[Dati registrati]
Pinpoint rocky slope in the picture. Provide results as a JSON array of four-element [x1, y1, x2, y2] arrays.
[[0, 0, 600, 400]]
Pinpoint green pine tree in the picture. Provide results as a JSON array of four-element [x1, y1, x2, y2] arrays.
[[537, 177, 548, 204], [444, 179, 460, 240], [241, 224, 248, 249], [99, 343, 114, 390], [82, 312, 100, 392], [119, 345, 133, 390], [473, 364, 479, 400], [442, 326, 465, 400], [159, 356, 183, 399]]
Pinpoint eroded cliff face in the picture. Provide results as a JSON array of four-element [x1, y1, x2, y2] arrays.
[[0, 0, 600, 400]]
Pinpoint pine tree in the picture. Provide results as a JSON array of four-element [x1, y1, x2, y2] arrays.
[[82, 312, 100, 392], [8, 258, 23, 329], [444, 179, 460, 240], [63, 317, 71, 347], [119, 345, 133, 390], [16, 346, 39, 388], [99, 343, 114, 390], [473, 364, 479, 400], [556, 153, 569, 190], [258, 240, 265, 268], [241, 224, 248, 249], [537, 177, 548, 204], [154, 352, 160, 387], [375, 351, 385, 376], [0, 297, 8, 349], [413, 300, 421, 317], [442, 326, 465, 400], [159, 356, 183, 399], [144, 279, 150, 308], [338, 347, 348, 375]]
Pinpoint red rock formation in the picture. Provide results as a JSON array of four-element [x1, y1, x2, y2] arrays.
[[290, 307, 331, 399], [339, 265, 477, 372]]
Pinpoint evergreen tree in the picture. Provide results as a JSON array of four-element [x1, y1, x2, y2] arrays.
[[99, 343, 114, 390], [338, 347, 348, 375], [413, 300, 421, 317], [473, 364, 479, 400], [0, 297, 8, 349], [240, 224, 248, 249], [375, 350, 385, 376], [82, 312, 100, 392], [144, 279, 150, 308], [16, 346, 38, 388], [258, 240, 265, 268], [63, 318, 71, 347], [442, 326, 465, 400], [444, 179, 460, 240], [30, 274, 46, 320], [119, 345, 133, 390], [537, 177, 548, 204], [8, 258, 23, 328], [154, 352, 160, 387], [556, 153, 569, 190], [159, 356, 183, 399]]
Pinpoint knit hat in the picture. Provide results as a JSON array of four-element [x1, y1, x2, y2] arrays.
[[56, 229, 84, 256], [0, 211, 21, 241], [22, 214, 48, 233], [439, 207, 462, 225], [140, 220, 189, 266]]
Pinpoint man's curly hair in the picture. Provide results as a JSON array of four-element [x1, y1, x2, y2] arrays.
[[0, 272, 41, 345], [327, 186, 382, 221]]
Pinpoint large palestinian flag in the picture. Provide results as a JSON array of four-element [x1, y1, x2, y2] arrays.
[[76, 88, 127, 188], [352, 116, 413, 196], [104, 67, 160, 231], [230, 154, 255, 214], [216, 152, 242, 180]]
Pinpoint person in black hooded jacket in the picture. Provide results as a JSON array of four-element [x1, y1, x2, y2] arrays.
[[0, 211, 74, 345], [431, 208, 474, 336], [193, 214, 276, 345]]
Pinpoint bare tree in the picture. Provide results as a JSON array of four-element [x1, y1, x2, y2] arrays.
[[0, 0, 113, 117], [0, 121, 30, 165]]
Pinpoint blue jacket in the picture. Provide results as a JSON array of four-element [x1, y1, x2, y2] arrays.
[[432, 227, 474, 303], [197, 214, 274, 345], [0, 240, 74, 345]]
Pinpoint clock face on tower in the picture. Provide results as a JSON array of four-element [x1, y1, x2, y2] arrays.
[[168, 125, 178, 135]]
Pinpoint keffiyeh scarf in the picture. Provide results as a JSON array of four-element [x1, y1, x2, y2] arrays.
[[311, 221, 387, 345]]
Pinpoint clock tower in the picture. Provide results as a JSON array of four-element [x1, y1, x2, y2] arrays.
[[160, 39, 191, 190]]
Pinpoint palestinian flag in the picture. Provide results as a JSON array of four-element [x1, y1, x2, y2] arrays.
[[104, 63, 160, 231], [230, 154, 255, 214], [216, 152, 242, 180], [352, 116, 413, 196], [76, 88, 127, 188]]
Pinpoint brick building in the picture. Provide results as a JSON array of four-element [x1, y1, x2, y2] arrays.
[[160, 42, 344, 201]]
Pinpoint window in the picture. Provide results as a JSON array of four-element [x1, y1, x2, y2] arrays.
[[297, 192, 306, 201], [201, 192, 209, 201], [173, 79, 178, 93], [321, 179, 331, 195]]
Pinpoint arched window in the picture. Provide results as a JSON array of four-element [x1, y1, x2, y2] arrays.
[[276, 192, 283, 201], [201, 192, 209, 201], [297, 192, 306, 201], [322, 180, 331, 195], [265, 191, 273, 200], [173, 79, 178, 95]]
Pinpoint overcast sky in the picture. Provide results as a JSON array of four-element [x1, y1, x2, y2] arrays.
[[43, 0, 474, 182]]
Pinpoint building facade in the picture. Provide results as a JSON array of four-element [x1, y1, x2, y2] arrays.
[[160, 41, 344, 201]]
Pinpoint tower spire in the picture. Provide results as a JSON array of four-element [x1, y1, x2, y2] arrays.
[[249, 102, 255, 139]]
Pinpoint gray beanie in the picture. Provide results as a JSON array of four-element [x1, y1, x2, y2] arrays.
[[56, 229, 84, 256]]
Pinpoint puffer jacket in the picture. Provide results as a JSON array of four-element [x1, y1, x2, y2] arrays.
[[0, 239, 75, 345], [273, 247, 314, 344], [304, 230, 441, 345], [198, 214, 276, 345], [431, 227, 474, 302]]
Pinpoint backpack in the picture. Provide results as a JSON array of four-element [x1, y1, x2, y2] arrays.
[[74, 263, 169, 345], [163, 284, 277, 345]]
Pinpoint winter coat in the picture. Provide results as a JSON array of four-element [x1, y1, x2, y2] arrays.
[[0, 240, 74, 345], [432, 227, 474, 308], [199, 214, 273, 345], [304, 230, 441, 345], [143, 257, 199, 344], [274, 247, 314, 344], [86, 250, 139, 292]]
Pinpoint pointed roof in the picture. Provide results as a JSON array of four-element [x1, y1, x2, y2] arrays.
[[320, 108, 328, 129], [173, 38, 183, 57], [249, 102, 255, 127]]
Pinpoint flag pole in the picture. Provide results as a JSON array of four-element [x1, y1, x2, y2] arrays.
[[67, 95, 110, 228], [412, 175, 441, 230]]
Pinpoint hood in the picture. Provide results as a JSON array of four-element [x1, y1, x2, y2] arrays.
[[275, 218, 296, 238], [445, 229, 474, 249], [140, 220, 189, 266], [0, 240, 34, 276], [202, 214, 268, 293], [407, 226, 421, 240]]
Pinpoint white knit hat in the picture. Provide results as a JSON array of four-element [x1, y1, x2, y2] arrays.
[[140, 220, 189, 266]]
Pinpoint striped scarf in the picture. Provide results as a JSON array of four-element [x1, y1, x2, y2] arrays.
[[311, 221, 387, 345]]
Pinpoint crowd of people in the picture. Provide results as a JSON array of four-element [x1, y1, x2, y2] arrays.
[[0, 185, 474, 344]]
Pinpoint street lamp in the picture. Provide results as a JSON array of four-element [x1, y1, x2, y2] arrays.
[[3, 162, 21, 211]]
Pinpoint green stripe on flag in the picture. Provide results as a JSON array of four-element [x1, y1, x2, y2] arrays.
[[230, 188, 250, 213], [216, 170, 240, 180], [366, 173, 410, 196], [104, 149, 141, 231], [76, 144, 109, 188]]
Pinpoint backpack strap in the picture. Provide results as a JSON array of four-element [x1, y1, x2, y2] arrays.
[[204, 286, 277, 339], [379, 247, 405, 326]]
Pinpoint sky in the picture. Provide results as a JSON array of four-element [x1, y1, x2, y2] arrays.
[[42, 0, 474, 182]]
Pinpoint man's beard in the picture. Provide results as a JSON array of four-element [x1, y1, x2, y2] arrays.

• Obiettivo
Puoi ricopiare tutte le righe qui sopra senza cambiare nulla?

• Risposta corretta
Pinpoint rocky slope in the picture. Provide results as a JSON array of four-element [x1, y1, x2, y2] arrays.
[[0, 0, 600, 400]]
Pinpoint green pine tree in the picture. Provide results as a JSON array of four-element [x1, y1, x2, y2] arrays.
[[537, 177, 548, 204], [444, 179, 460, 240], [241, 224, 248, 249], [99, 343, 114, 390], [82, 312, 100, 392], [119, 345, 133, 390], [473, 364, 479, 400], [442, 326, 465, 400], [159, 356, 183, 399]]
Pinpoint eroded cliff face in the picture. Provide results as a JSON array of four-element [x1, y1, x2, y2] arrays.
[[0, 0, 600, 400]]
Pinpoint pine tree in the picture. Provide results as a JSON array of four-element [x1, y1, x2, y2] arrays.
[[82, 312, 100, 392], [8, 258, 23, 329], [444, 179, 460, 240], [63, 317, 71, 347], [119, 345, 133, 390], [16, 346, 39, 388], [99, 343, 114, 390], [473, 364, 479, 400], [556, 153, 569, 190], [258, 240, 265, 268], [241, 224, 248, 249], [537, 177, 548, 204], [154, 352, 160, 387], [375, 351, 385, 376], [0, 297, 8, 349], [413, 300, 421, 317], [442, 326, 465, 400], [159, 356, 183, 399], [144, 279, 150, 308], [338, 347, 348, 375]]
Pinpoint red rock formation in the picture. Provide results as a JSON array of four-element [x1, y1, x2, y2] arrays.
[[290, 307, 331, 399], [339, 265, 477, 372]]
Pinpoint evergreen tree in the picture. Provide results as a JSON array of four-element [x1, y1, x2, y2] arrays.
[[99, 343, 114, 390], [338, 347, 348, 375], [413, 300, 421, 317], [473, 364, 479, 400], [0, 297, 8, 349], [240, 224, 248, 249], [375, 350, 385, 376], [82, 312, 100, 392], [144, 279, 150, 308], [16, 346, 38, 388], [258, 240, 265, 268], [63, 318, 71, 347], [442, 326, 465, 400], [444, 179, 460, 240], [30, 274, 46, 320], [119, 345, 133, 390], [537, 177, 548, 204], [8, 258, 23, 328], [154, 352, 160, 387], [556, 153, 569, 190], [159, 356, 183, 399]]
Pinpoint knit hat in the picture. Provide results as a JSON array of four-element [x1, y1, x2, y2] arrays.
[[56, 229, 84, 256], [0, 211, 21, 241], [22, 214, 48, 233], [439, 207, 462, 225], [140, 220, 189, 266]]
Pinpoint man's curly hair in the picture. Provide results as a JSON array of four-element [x1, y1, x2, y2] arrays.
[[0, 272, 41, 345], [327, 186, 382, 221]]
Pinpoint large palestinian flag in the picture. Provide results as a JSON array of four-element [x1, y1, x2, y2] arrays.
[[76, 88, 127, 188], [352, 116, 413, 196], [104, 67, 160, 231], [230, 154, 255, 214], [216, 152, 242, 180]]
Pinpoint person in black hooded jacket in the picture. Provide results as a JSON array of four-element [x1, y1, x2, y2] arrays.
[[0, 211, 74, 345], [431, 208, 474, 336], [193, 214, 276, 345]]
Pinpoint bare tree in the picture. Provide results as a JSON array of four-element [x1, y1, x2, y2] arrays.
[[0, 0, 113, 117], [0, 121, 30, 165]]
Pinpoint blue jacket in the picture. Provide results as a JSON array of four-element [x1, y1, x2, y2] arrays.
[[432, 227, 474, 303], [197, 214, 274, 345], [0, 240, 74, 345]]
Pinpoint clock face on tower in the picture. Provide results as a JSON array of four-element [x1, y1, x2, y2] arrays.
[[168, 125, 178, 135]]
Pinpoint keffiyeh scarf in the picture. Provide results as a JSON array of four-element [x1, y1, x2, y2] arrays.
[[311, 221, 387, 345]]
Pinpoint clock tower in the picture. Provide results as a JSON array of four-element [x1, y1, x2, y2] arrays.
[[160, 39, 191, 190]]
Pinpoint palestinian flag in the picture. Provide results as a JSON array of four-element [x1, y1, x2, y2] arrays.
[[104, 63, 160, 231], [230, 154, 255, 214], [216, 152, 242, 180], [352, 116, 413, 196], [76, 88, 127, 188]]
Pinpoint brick building in the picture. Provide results as a JSON array of four-element [x1, y1, x2, y2] arrays.
[[160, 42, 344, 201]]
Pinpoint window in the picture. Provide results as a JSON array of four-element [x1, y1, x2, y2] arrays.
[[297, 192, 306, 201], [201, 192, 209, 201], [173, 79, 178, 93], [321, 179, 331, 195]]
Pinpoint arched window in the picture. Provide results as a JSON array of four-element [x1, y1, x2, y2] arrays.
[[276, 192, 283, 201], [201, 192, 209, 201], [297, 192, 306, 201], [322, 180, 331, 195], [265, 191, 273, 200], [173, 79, 178, 95]]
Pinpoint overcast sky in the picture. Provide results as a JSON array of four-element [x1, y1, x2, y2] arrays.
[[43, 0, 474, 182]]
Pinpoint building facade in the picture. Provide results as a JSON array of four-element [x1, y1, x2, y2] arrays.
[[160, 41, 344, 201]]
Pinpoint tower spire in the picture. Provide results as a JSON array of four-element [x1, y1, x2, y2] arrays.
[[249, 102, 255, 139]]
Pinpoint gray beanie in the picture. Provide results as a JSON array of four-element [x1, y1, x2, y2] arrays.
[[56, 229, 84, 256]]
Pinpoint puffer jacket in the picture. Provide results as a JSON array of four-element [x1, y1, x2, y2] arrays.
[[0, 239, 75, 345], [273, 247, 314, 344], [304, 230, 441, 345], [198, 214, 276, 345], [431, 227, 474, 302]]
Pinpoint backpack in the picture. Provide results as a JSON array of four-element [x1, y1, x2, y2] arrays.
[[74, 263, 169, 345], [163, 284, 277, 345]]
Pinpoint winter coat in the picture. Provide results as a JSON array of four-element [x1, y1, x2, y2] arrays.
[[0, 240, 74, 345], [432, 227, 474, 308], [199, 214, 273, 345], [304, 230, 441, 345], [143, 257, 199, 344], [274, 247, 314, 344], [86, 250, 139, 292]]
Pinpoint pointed roof in the picture. Provide results as a JSON array of four-element [x1, y1, x2, y2] arrays.
[[320, 108, 328, 129], [173, 38, 183, 57], [249, 102, 255, 127]]
Pinpoint flag pole in the picture. Provide results as a JSON array of four-element [x1, y1, x2, y2] arrays.
[[67, 95, 110, 228], [412, 175, 441, 230]]
Pinpoint hood in the picture. Provide results as a JSON array of four-element [x1, y1, x2, y2] arrays.
[[275, 218, 296, 238], [445, 229, 474, 249], [140, 220, 189, 266], [0, 240, 34, 276], [202, 214, 268, 293], [407, 226, 421, 240]]
Pinpoint white knit hat in the picture. Provide results as a JSON array of four-element [x1, y1, x2, y2] arrays.
[[140, 220, 189, 266]]
Pinpoint striped scarf in the picture. Provide results as a JSON array of four-element [x1, y1, x2, y2] arrays.
[[311, 221, 387, 345]]
Pinpoint crowd of people in the picture. Provide results as a JSON array of four-element [x1, y1, x2, y2] arrays.
[[0, 185, 474, 344]]
Pinpoint street lamp in the picture. Provide results as a JSON array of four-element [x1, y1, x2, y2] arrays.
[[3, 162, 21, 211]]
Pinpoint green stripe on flag in the picture. Provide results as a JSON array of four-element [x1, y1, x2, y2] arrays.
[[230, 188, 250, 213], [216, 170, 240, 180], [366, 173, 410, 196], [104, 149, 141, 231], [76, 144, 109, 188]]
Pinpoint backpack strap in the picture. Provide results as a JSON array of four-element [x1, y1, x2, y2] arrays.
[[204, 286, 277, 339], [379, 247, 405, 326]]
Pinpoint sky in the picture. Provide results as a JSON array of four-element [x1, y1, x2, y2] arrays.
[[42, 0, 474, 182]]
Pinpoint man's beard in the picture. Provide results as a JSON array of four-element [x1, y1, x2, y2] arrays.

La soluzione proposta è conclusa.